» WORK INSTRUCTIONS
(1) Answer these questions using the hiking trip account.
(a) Which member of the party is described as the mountain expert?
(b) Where did the group check in before starting the trail?
(c) What pack weight had the narrator trained with?
(2) Carry on the hiking trip account from its final sentence, keeping the same first-person voice.

» SELECTED EXCERPT
The party was made up of (from left to right) myself, the climbing expert; Troy Carter, the impetus behind the trip; Galyn Black, the mountain expert; and Kerry Kampschroeder, the … umm … good friend and jack of all trades.

We flew from DFW to Cody, Wyoming, were Troy’s sister lives. She was gracious enough to lend us a truck in which we drove through Yellowstone Park that night to our lodging. We spent the rest of the evening sorting out our gear and loading the packs.

Sorting gear

The next morning, the air was cool and crisp. I love mountain air. We loaded up our packs and headed for the trail. As we came over a rise in the road we got our first look at “The Grand”.

The Grand

We checked in at the Jenny Lake Ranger Station, got some last minute instructions, checked the gear one last time, and made our last visit to civilization. *wink*

Goodbye civilization

The Lupine Meadows trail starts as a beautiful casual walk through the trees. But the trail, she lies. Soon after this rustic bridge over a relaxing brook, you start going seriously up.

Bridge crossing

After about three miles of steep, but scenic switch-backs, I began to realize how badly I had over-packed. This seems to be my usual mistake. For some reason, I have this irrational fear of forgetting something (Well, maybe not irrational. I forget stuff all the time.) so I tend to pack everything I think I might need. I had hoped for a 35 pound pack, and had trained with 50. But I’m pretty sure I was toting close to 45 pounds up through that thin air and it was hurting me.

Steep trail
Three miles

Just when the trail starts to level out and give your legs a break, you round the shoulder of the mountain and enter Garnet Canyon… and the rocks. I’ve hiked on rocky trails, but this takes the cake. It’s a mixture of shale, gravel, and big ol’ rocks, maybe as big as your fist. I was starting to think that my low-top Merrel hiking shoes were a bad idea, but everyone’s ankles held up. (Just to give you an idea of the scale of this canyon, that little speck at the foot of the trees is Troy, who is about six foot.)

» ENTRIES SUPPLIED
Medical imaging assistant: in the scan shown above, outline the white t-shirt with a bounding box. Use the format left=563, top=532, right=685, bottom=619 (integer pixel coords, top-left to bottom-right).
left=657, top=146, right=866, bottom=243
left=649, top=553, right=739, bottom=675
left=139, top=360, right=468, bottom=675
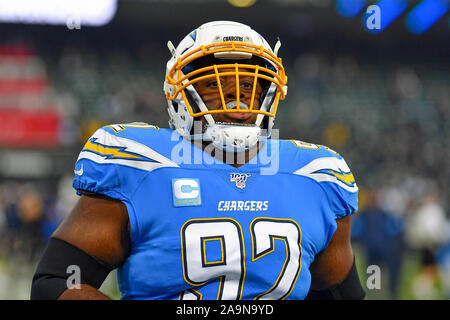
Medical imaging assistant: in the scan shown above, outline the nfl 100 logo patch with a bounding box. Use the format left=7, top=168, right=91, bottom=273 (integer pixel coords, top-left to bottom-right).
left=230, top=173, right=250, bottom=189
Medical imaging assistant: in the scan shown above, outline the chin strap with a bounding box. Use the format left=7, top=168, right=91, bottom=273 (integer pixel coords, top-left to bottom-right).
left=190, top=123, right=266, bottom=152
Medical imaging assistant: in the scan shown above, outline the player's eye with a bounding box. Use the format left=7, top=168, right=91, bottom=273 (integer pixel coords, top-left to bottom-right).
left=240, top=81, right=253, bottom=91
left=206, top=80, right=223, bottom=89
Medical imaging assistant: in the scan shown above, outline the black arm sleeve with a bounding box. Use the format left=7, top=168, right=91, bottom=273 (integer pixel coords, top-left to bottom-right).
left=30, top=238, right=113, bottom=300
left=305, top=259, right=366, bottom=300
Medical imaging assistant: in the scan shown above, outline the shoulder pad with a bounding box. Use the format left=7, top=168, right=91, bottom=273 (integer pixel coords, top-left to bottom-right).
left=78, top=123, right=178, bottom=171
left=293, top=140, right=359, bottom=218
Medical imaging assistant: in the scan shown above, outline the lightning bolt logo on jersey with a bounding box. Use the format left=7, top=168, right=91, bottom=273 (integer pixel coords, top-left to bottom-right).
left=73, top=123, right=358, bottom=300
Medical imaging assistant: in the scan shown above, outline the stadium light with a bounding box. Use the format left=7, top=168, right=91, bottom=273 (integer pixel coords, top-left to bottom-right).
left=0, top=0, right=117, bottom=26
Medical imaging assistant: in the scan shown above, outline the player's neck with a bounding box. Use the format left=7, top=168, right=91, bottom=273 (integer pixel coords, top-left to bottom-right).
left=196, top=142, right=263, bottom=168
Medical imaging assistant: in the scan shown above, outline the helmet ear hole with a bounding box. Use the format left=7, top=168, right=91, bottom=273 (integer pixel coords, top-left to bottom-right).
left=172, top=101, right=178, bottom=112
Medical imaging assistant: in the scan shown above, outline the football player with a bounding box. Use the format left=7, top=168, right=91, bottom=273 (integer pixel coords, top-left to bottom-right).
left=31, top=21, right=364, bottom=300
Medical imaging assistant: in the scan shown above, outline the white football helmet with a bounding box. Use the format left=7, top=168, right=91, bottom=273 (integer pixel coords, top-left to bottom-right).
left=164, top=21, right=287, bottom=152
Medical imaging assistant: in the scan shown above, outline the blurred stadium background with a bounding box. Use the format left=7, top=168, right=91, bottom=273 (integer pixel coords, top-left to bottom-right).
left=0, top=0, right=450, bottom=300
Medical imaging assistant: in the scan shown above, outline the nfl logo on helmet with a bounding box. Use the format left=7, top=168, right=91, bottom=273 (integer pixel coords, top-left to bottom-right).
left=230, top=173, right=250, bottom=189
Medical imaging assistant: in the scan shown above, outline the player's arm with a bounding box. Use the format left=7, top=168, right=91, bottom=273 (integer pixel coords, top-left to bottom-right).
left=31, top=195, right=130, bottom=300
left=306, top=216, right=365, bottom=300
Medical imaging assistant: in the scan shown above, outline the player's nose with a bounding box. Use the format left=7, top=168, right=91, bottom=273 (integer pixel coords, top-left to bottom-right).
left=223, top=81, right=246, bottom=100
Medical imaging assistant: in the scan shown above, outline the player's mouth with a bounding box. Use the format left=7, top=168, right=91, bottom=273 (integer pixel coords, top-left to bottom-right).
left=225, top=100, right=252, bottom=120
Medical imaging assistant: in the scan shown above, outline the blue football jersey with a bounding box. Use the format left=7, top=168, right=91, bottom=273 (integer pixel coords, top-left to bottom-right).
left=73, top=123, right=358, bottom=300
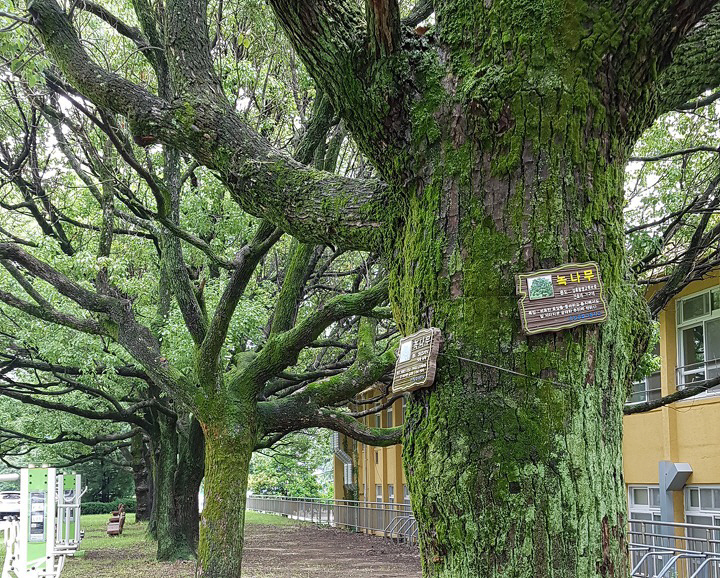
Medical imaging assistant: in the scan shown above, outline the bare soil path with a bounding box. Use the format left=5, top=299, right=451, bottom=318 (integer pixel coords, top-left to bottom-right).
left=243, top=525, right=421, bottom=578
left=63, top=512, right=421, bottom=578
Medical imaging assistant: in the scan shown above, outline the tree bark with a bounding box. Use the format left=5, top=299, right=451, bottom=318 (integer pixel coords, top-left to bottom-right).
left=175, top=419, right=205, bottom=552
left=198, top=425, right=254, bottom=578
left=155, top=415, right=195, bottom=561
left=391, top=75, right=647, bottom=578
left=132, top=433, right=153, bottom=522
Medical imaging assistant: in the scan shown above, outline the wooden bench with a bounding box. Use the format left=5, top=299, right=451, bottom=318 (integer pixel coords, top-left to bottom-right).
left=107, top=504, right=125, bottom=536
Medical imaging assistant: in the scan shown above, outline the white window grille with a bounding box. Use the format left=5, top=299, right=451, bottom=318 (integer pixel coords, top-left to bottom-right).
left=676, top=288, right=720, bottom=395
left=625, top=371, right=662, bottom=405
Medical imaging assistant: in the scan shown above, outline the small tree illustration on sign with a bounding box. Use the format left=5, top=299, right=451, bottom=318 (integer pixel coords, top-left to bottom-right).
left=529, top=275, right=555, bottom=299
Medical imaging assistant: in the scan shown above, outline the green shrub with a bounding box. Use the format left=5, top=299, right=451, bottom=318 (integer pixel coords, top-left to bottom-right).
left=82, top=498, right=137, bottom=514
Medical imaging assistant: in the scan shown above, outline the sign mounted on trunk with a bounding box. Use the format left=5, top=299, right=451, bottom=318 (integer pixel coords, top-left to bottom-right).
left=393, top=327, right=442, bottom=393
left=515, top=263, right=607, bottom=334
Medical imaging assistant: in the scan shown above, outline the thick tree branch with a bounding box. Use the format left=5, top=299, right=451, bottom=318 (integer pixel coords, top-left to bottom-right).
left=402, top=0, right=434, bottom=28
left=236, top=280, right=388, bottom=394
left=198, top=221, right=281, bottom=367
left=0, top=291, right=108, bottom=335
left=28, top=0, right=386, bottom=248
left=270, top=241, right=315, bottom=337
left=365, top=0, right=400, bottom=58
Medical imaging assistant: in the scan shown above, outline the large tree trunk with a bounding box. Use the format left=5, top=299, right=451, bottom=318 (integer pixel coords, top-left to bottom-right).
left=132, top=433, right=153, bottom=522
left=175, top=419, right=205, bottom=551
left=392, top=79, right=645, bottom=578
left=198, top=425, right=255, bottom=578
left=155, top=415, right=195, bottom=561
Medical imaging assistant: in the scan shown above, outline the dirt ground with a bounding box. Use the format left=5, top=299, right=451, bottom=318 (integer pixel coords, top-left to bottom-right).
left=243, top=526, right=421, bottom=578
left=63, top=512, right=421, bottom=578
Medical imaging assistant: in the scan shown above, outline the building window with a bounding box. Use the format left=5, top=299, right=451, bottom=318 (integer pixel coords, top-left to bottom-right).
left=676, top=288, right=720, bottom=392
left=628, top=486, right=663, bottom=576
left=625, top=371, right=662, bottom=405
left=628, top=486, right=660, bottom=520
left=685, top=486, right=720, bottom=569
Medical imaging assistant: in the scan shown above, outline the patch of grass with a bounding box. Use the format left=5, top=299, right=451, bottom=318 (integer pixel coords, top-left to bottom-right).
left=0, top=512, right=307, bottom=578
left=62, top=514, right=195, bottom=578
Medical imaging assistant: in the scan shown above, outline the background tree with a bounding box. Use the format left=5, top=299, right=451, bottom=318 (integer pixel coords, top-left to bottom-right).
left=248, top=430, right=333, bottom=498
left=0, top=19, right=399, bottom=572
left=2, top=0, right=720, bottom=578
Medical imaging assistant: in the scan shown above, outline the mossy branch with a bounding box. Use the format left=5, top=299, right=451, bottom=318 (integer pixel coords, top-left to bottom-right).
left=28, top=0, right=387, bottom=249
left=239, top=280, right=388, bottom=395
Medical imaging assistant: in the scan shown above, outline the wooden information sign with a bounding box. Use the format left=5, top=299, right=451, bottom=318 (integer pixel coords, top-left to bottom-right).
left=393, top=327, right=442, bottom=393
left=515, top=263, right=607, bottom=334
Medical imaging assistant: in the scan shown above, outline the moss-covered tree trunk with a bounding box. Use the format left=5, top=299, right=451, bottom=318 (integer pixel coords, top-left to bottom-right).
left=392, top=57, right=645, bottom=578
left=174, top=419, right=205, bottom=551
left=154, top=415, right=195, bottom=561
left=131, top=433, right=153, bottom=522
left=197, top=418, right=255, bottom=578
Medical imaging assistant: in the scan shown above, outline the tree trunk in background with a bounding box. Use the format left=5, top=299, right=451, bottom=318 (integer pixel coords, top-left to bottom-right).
left=175, top=419, right=205, bottom=551
left=154, top=414, right=195, bottom=561
left=131, top=434, right=152, bottom=522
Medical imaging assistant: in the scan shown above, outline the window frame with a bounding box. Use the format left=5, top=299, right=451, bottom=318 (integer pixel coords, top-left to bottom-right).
left=675, top=286, right=720, bottom=398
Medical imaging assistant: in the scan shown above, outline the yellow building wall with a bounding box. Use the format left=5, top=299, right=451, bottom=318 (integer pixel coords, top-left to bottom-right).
left=335, top=273, right=720, bottom=522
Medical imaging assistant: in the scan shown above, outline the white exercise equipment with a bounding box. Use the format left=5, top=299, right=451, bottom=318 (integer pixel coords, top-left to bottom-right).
left=0, top=466, right=85, bottom=578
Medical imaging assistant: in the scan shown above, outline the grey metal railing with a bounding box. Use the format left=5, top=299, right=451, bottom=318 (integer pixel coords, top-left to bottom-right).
left=628, top=520, right=720, bottom=578
left=246, top=495, right=418, bottom=545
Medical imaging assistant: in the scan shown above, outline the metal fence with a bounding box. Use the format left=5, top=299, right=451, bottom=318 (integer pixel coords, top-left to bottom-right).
left=246, top=495, right=418, bottom=545
left=628, top=520, right=720, bottom=578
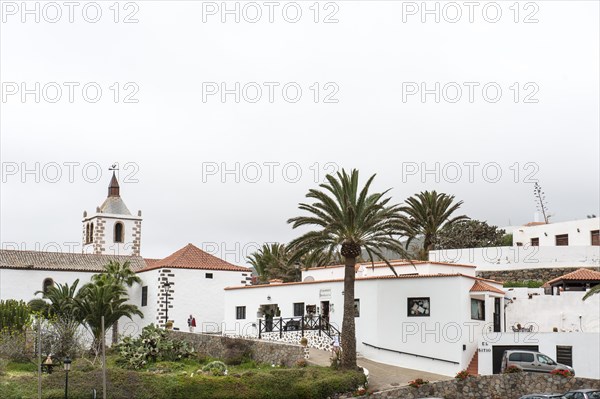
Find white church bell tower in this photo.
[83,168,142,256]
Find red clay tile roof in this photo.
[225,273,501,290]
[469,280,504,295]
[141,244,251,272]
[544,268,600,287]
[307,259,476,271]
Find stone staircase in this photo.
[467,351,479,375]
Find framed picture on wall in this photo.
[407,298,431,317]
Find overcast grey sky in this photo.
[0,1,600,264]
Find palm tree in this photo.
[92,260,142,344]
[288,169,405,369]
[402,190,469,260]
[76,282,144,353]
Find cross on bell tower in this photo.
[83,163,142,256]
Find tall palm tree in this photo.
[92,260,142,344]
[75,283,144,353]
[288,169,405,369]
[248,243,300,282]
[402,190,469,260]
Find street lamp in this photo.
[163,281,173,326]
[63,356,71,399]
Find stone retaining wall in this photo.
[170,331,304,367]
[477,266,600,282]
[369,373,600,399]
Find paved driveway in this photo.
[308,348,452,391]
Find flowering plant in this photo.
[408,378,429,388]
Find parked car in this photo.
[563,389,600,399]
[501,350,575,374]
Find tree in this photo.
[434,220,504,249]
[248,243,300,282]
[288,170,404,369]
[401,190,469,260]
[76,282,144,353]
[92,261,142,344]
[533,182,551,224]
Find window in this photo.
[235,306,246,320]
[113,222,123,242]
[556,345,573,367]
[590,230,600,245]
[406,298,431,317]
[294,302,304,316]
[42,278,54,294]
[142,285,148,306]
[556,234,569,246]
[471,298,485,320]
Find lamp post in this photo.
[163,281,173,327]
[63,356,71,399]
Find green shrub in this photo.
[223,338,252,365]
[0,299,31,332]
[116,324,194,370]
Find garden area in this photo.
[0,325,365,399]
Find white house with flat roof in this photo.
[222,261,504,375]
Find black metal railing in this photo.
[258,316,340,339]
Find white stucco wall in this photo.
[429,245,600,271]
[505,288,600,332]
[479,332,600,379]
[513,218,600,246]
[223,277,504,376]
[0,269,95,302]
[149,268,250,331]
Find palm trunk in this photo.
[341,257,356,369]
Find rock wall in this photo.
[170,331,304,367]
[360,373,600,399]
[477,267,600,282]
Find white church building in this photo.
[0,173,251,334]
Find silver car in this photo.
[501,350,575,374]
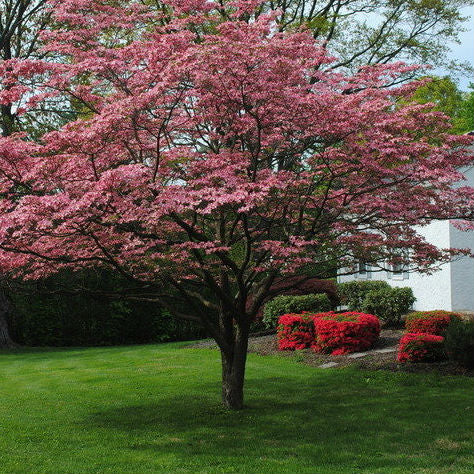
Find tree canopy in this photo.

» ANSWERS PROVIDED
(1)
(a) Galyn Black
(b) The Jenny Lake Ranger Station
(c) 50 pounds

(2)
The Rocks

We stopped for lunch just before noon at around five miles. We were taking a nice, slow pace (now, after I had burned myself up going too fast at the beginning… stupid me). We were wearing out our jaws on Cliff bars and trail mix when Kerry broke out the jewel of the trip, a real, German, summer sausage. Awww, it was soo good. (You’ll notice Kerry trying to get a signal on his cell phone. We’d been told repeatedly that a cell phone was the best way to get emergency help. We never got a signal during the whole trip, not even at the trail head.)

Lunch

Just around the bend from where we ate lunch is the first of two boulder fields. I’d read about these in the trail guide, but was still surprised at the size. These are huge, SUV sized boulders and the trail just disappears into them. There seems to be many ways over, under, around, and through the field, but none appear easier than another. (Yes, those are people on the boulders.)

Boulder field

We all decided to get trekking poles for this trip. I always thought people looked silly carrying ski poles up a hiking trail, but let me tell you, those things are life savers. They keep you steady on rocky terrain and act as a second pair of feet while scrambling over boulders. But to me, the biggest benefit was the way the poles provided you with an even cadence as you walked, allowing you to pace yourself and tick away the miles. (Here Kerry scrambles over the boulder field with both poles in one hand. They still work that way too.)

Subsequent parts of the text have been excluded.